* _Text_:

**********

Standard Rate Limit: 600 requests per minute per organization

How Rate Limiting Works

Time Windows

Rate limits are enforced in 1-minute rolling windows:

Window 1: 00:00-00:59 → 600 requests allowed
Window 2: 00:01-01:00 → 600 requests allowed
  (overlaps with Window 1)
Window 3: 00:02-01:01 → 600 requests allowed

Each minute, the window slides forward. Old requests drop off, new requests are added.

Rate Limit Headers

Every API response includes rate limit information:

X-Rate-Limit-Limit:     600      (max requests per window)
X-Rate-Limit-Remaining: 450      (requests left)
X-Rate-Limit-Reset:     1679491234  (Unix timestamp)

Example

You make request 150 at timestamp 1679491200
Header: X-Rate-Limit-Remaining: 450

This means: 150 requests made, 450 more allowed before limit.

Detecting Rate Limit Conditions

Proactive Detection (Before hitting limit)

Monitor remaining requests:

async function makeRequest(endpoint) {
  const response = await fetch(endpoint);
  const remaining = parseInt(
    response.headers.get('X-Rate-Limit-Remaining')
  );
  const limit = parseInt(response.headers.get('X-Rate-Limit-Limit'));
  
  const percentRemaining = (remaining / limit) * 100;
  
  if (percentRemaining < 20) {
    console.warn('⚠️ Only 20% of rate limit remaining. Slowing down...');
    // Reduce request frequency
  }
  
  if (percentRemaining < 5) {
    console.error('🛑 Critical: <5% remaining. STOP requests immediately.');
    // Pause all requests
  }

  return response;
}

Reactive Detection (After hitting limit)

**********

* _Given task 1_:
Count the lines in the entries below that contain the string "smaller", and reply with that number alone.

* _Data entries_:
**********

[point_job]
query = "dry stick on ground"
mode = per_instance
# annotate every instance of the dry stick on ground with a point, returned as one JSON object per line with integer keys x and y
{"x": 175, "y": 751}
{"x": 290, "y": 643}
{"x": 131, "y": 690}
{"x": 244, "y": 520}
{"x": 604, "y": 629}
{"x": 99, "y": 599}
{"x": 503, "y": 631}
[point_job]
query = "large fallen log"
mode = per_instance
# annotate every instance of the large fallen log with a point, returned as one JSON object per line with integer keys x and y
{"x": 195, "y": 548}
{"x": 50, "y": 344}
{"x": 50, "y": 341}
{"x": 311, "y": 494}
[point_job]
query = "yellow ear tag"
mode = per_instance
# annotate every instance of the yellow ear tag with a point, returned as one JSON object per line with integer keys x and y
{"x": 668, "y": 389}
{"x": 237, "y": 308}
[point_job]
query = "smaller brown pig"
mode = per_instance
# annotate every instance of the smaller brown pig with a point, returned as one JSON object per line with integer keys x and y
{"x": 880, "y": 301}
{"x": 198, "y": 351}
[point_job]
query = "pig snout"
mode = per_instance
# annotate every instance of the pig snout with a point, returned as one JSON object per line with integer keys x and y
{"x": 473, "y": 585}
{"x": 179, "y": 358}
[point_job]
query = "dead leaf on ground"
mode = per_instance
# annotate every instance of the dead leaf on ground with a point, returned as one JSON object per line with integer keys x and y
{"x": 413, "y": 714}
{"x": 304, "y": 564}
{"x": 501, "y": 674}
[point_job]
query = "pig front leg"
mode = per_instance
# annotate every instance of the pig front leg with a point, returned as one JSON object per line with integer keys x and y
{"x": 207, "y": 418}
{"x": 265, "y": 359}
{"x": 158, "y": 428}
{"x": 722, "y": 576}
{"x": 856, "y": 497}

**********

* _Given task 2_:
In the rate limiting text, which response header gives a Unix timestamp?

* _Full output 1_:
2

* _Full output 2_:
X-Rate-Limit-Reset